(Exercise requirements)
Count how many of the lines below contain the word "white", and reply with only that number.
* Begin *
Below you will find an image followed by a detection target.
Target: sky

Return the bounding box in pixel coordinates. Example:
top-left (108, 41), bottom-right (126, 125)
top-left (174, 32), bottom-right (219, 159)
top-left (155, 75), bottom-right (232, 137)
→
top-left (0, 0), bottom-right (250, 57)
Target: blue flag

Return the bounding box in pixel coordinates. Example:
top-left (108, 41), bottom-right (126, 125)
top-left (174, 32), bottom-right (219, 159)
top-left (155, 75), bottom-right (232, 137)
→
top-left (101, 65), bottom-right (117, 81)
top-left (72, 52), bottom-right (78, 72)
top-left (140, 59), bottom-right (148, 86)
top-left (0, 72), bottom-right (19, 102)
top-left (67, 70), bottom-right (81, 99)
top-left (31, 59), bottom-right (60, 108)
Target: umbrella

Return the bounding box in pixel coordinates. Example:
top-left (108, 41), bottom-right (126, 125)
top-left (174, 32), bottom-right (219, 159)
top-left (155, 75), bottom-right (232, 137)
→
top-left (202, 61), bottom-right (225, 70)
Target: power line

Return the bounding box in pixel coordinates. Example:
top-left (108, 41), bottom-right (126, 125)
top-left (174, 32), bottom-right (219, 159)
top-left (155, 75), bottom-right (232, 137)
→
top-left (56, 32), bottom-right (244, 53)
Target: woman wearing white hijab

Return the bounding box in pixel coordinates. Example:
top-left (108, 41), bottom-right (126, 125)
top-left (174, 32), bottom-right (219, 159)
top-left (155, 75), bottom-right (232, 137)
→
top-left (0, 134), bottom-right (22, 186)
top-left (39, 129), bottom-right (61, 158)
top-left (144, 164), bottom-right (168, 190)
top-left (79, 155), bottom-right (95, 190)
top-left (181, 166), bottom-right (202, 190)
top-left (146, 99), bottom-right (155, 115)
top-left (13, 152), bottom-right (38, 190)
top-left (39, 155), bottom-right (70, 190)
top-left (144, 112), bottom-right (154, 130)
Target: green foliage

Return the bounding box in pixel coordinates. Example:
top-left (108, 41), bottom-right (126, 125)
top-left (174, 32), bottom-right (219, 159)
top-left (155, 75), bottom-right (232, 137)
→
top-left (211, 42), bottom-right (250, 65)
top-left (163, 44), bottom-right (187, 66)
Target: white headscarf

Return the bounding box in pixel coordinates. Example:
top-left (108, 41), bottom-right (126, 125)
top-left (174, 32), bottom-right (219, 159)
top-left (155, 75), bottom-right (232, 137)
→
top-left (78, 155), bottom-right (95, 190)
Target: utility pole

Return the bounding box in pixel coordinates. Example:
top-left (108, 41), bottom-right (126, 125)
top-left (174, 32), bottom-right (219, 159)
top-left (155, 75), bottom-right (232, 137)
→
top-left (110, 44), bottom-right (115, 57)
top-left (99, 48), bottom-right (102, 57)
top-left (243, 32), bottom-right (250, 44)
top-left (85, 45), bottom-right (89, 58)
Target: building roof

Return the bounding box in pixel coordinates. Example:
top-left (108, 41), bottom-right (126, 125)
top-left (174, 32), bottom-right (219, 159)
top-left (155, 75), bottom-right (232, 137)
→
* End *
(Answer to this problem)
2